Copy the stretch of lines from the one containing "job: paving stone" through the one containing "90], [422, 90]]", requests included, and shift every outline coordinate in the answers up by 35. Keep the numbers in the requests and their format samples as they are.
***
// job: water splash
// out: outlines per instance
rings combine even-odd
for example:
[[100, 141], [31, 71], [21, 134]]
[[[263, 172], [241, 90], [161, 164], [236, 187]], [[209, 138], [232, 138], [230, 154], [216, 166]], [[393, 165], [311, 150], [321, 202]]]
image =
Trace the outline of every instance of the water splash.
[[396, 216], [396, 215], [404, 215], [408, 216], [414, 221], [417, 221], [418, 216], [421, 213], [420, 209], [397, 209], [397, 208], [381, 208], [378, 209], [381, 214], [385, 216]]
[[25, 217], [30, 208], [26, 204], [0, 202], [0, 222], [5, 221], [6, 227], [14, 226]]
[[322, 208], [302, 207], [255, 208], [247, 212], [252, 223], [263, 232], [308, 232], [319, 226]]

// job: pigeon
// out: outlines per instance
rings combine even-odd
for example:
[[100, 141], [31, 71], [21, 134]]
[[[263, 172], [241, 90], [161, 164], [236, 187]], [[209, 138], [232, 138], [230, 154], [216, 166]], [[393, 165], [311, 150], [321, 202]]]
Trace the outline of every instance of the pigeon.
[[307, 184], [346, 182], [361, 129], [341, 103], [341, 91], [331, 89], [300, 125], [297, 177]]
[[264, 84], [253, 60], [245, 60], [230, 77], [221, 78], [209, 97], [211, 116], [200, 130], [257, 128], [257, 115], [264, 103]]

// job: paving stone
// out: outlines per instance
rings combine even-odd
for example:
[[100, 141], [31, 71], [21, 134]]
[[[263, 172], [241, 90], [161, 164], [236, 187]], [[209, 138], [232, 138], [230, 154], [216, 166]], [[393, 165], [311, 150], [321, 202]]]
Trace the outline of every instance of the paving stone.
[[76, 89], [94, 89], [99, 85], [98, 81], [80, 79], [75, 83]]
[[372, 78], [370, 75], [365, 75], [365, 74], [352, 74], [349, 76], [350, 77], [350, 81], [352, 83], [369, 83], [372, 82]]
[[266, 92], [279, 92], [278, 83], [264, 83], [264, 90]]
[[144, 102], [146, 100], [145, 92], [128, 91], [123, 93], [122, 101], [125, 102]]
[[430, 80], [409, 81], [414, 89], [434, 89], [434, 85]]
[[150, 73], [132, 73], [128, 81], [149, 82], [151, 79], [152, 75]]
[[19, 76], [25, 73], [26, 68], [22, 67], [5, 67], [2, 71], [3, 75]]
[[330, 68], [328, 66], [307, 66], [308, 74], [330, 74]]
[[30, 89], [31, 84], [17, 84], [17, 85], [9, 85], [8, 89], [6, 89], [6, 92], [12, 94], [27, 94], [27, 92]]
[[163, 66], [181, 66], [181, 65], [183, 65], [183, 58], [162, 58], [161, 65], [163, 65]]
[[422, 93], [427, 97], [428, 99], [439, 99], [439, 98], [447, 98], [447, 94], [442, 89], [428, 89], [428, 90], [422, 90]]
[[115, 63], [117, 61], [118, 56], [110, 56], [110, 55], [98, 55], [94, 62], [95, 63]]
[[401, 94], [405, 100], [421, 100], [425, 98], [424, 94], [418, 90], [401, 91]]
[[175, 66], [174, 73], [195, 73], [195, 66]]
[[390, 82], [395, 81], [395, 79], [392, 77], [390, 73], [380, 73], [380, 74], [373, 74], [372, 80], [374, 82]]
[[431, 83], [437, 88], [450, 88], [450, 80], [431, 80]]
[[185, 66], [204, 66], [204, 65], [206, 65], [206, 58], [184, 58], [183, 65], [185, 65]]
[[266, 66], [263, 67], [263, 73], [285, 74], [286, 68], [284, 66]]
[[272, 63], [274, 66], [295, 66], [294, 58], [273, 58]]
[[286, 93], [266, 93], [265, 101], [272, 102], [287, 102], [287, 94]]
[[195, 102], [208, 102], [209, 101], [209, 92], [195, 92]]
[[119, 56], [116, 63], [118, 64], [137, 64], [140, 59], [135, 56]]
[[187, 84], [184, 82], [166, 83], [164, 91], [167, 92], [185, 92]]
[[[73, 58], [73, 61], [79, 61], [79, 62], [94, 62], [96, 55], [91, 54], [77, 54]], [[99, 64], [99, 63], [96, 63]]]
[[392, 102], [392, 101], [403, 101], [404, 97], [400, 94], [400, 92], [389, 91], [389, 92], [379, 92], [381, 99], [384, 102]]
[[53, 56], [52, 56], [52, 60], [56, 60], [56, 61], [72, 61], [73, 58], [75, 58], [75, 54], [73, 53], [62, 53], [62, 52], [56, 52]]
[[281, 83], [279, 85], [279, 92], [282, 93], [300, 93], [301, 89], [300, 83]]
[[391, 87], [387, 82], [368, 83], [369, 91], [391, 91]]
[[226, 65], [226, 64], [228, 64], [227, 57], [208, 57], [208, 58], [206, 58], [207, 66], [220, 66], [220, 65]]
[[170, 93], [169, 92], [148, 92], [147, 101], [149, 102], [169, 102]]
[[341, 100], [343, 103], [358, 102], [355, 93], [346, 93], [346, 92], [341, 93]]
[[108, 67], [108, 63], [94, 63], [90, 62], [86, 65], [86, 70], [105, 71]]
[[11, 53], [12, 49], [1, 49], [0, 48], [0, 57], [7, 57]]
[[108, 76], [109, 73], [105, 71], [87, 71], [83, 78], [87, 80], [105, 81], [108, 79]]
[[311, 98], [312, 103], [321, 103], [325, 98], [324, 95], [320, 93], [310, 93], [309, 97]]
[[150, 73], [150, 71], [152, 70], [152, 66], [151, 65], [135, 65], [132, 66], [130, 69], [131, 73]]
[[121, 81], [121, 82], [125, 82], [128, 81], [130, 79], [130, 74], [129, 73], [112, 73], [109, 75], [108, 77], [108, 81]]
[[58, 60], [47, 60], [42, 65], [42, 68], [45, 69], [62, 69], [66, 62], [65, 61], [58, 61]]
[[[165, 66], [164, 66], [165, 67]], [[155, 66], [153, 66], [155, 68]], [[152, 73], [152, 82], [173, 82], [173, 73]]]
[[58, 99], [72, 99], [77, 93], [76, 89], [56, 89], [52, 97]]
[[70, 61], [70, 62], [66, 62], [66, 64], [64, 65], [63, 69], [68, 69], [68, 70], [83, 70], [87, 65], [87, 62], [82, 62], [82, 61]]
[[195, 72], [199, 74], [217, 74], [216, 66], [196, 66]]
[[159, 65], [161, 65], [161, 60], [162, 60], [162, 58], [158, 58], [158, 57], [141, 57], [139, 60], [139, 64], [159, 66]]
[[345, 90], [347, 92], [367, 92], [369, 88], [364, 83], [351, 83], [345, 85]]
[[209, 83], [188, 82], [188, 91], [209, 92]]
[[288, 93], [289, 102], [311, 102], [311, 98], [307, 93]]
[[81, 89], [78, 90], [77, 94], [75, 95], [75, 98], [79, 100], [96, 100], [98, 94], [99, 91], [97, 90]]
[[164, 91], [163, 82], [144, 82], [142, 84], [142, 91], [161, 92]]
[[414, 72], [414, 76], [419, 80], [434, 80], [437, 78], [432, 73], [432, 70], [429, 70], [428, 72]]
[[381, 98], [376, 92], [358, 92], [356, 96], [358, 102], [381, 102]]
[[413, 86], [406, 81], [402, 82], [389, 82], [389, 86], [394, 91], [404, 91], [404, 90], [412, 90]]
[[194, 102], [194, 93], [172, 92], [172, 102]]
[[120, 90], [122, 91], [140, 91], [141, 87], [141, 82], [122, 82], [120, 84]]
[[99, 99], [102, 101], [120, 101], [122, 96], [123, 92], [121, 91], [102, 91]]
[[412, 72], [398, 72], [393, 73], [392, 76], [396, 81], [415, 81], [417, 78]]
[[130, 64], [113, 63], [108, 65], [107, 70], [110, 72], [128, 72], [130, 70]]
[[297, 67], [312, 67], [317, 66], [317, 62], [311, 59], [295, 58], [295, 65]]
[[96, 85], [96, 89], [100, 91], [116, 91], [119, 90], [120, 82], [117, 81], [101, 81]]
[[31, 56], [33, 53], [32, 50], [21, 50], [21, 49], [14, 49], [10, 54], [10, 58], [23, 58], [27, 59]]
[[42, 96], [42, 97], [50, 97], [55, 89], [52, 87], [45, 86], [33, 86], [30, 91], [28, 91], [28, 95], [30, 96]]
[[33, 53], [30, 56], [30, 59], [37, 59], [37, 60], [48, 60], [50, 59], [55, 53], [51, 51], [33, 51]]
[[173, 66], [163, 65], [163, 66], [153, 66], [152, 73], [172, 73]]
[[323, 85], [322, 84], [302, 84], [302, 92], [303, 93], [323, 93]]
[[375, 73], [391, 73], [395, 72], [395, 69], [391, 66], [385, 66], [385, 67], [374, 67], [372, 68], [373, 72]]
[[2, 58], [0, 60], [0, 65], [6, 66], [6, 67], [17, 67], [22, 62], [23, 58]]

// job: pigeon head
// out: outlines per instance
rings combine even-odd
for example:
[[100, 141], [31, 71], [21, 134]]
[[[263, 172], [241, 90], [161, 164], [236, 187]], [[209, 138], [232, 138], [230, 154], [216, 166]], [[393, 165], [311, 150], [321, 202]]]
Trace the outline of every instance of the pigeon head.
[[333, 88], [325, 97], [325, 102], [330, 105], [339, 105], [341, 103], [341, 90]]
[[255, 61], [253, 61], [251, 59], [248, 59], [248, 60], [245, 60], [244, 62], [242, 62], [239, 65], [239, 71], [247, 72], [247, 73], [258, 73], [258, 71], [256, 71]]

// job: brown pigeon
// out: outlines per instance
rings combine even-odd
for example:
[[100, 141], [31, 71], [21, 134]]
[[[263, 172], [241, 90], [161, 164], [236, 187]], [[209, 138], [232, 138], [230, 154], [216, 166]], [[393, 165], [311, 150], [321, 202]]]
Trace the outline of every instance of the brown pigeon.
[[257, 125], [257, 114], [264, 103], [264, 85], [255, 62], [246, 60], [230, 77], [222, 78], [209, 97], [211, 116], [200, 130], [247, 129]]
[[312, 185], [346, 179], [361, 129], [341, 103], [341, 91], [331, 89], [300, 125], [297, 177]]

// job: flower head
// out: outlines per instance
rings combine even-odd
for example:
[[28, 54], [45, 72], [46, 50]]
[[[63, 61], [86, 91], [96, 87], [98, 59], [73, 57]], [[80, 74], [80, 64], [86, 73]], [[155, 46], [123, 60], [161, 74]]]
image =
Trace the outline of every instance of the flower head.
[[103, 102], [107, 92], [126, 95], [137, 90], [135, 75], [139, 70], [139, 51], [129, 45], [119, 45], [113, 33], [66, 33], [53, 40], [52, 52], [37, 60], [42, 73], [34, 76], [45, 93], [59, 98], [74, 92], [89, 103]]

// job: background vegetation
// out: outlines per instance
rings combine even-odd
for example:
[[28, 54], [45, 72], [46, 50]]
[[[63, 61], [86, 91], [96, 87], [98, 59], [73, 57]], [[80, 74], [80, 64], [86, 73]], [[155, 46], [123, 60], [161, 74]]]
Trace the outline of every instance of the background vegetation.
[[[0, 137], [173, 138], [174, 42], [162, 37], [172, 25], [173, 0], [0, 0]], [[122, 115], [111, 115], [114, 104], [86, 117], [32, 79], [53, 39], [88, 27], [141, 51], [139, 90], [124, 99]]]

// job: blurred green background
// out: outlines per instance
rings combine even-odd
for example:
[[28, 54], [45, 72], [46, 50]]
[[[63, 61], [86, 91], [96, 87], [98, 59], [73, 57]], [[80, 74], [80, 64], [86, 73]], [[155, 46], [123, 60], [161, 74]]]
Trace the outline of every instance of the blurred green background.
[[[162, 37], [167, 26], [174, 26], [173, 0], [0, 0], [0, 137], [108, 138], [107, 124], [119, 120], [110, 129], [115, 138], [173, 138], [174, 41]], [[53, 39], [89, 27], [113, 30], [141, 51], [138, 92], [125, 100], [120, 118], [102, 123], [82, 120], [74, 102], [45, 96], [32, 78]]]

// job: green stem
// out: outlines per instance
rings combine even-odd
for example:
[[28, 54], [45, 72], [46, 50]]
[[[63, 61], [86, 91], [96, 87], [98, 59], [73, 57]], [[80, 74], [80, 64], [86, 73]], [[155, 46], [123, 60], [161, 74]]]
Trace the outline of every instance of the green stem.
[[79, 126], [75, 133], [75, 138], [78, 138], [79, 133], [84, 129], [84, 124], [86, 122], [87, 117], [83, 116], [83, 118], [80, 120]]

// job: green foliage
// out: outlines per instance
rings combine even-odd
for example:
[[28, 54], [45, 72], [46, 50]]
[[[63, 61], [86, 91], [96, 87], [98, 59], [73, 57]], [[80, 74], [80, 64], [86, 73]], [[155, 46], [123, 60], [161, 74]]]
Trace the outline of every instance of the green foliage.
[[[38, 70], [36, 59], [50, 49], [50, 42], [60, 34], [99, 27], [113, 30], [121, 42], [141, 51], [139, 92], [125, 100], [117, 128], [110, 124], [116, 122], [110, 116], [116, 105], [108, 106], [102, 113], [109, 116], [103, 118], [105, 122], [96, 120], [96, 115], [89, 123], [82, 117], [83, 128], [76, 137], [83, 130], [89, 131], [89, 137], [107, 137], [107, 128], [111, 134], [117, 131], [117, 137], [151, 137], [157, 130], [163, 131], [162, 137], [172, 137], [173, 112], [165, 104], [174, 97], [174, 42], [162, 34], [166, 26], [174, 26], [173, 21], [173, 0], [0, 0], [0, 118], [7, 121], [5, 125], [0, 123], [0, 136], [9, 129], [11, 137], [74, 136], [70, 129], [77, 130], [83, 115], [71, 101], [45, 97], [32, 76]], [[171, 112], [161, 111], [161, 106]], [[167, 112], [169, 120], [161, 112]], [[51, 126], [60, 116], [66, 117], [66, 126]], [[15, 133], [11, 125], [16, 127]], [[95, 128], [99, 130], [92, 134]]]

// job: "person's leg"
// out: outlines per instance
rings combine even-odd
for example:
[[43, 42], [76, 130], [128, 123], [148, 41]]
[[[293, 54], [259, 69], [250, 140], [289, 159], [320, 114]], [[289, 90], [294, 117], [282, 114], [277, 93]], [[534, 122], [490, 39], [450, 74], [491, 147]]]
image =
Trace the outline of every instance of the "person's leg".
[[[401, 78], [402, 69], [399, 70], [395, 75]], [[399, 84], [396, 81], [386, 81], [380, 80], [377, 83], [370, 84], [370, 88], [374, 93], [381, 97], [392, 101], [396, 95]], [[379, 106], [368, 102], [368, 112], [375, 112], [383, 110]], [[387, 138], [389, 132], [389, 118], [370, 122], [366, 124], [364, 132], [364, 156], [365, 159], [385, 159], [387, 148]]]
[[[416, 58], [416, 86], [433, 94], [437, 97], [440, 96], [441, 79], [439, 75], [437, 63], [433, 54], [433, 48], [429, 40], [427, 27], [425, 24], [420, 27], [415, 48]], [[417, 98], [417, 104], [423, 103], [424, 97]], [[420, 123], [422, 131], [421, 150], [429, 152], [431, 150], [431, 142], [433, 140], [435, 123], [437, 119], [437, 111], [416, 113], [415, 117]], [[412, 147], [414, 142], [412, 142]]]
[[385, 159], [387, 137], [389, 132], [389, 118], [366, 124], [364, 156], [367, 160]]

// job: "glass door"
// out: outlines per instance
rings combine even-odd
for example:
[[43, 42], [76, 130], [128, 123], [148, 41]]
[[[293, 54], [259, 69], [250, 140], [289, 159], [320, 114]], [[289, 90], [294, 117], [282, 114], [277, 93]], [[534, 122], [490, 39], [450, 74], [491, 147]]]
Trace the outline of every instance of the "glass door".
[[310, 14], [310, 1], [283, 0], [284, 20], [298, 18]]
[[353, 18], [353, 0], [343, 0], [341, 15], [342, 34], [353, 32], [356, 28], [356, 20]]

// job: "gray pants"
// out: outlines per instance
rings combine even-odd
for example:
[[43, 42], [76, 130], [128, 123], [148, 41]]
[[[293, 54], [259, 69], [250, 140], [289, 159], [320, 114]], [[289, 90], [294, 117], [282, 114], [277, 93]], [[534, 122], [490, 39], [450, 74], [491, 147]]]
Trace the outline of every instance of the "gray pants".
***
> EXERCISE RESULT
// job: paving stone
// out: outlines per instance
rings combine even-odd
for example:
[[100, 141], [31, 71], [21, 134]]
[[[263, 172], [241, 90], [161, 164], [236, 187]], [[209, 138], [232, 138], [230, 154], [216, 166]], [[393, 165], [311, 150], [321, 202]]]
Trace the outline of every instance of the paving stone.
[[111, 124], [129, 124], [134, 120], [133, 116], [115, 114], [110, 118]]
[[407, 113], [405, 110], [400, 110], [400, 109], [387, 109], [384, 111], [385, 112], [385, 116], [387, 118], [404, 118], [407, 117]]
[[301, 127], [314, 127], [313, 118], [299, 118], [299, 125]]
[[179, 137], [181, 135], [180, 127], [163, 126], [158, 128], [157, 136], [160, 137]]
[[465, 115], [444, 116], [449, 124], [469, 124], [469, 120]]
[[185, 108], [167, 108], [163, 116], [184, 117], [186, 114], [187, 110]]
[[54, 111], [60, 108], [61, 103], [57, 102], [40, 102], [37, 106], [38, 110]]
[[365, 103], [363, 101], [342, 101], [343, 109], [365, 109]]
[[65, 124], [66, 119], [52, 119], [52, 120], [44, 120], [43, 124], [41, 124], [41, 127], [47, 129], [62, 129], [62, 127]]
[[198, 101], [216, 101], [216, 100], [218, 100], [218, 93], [197, 93], [196, 100], [198, 100]]
[[457, 128], [462, 132], [463, 134], [474, 134], [474, 133], [482, 133], [482, 129], [477, 124], [463, 124], [463, 125], [457, 125]]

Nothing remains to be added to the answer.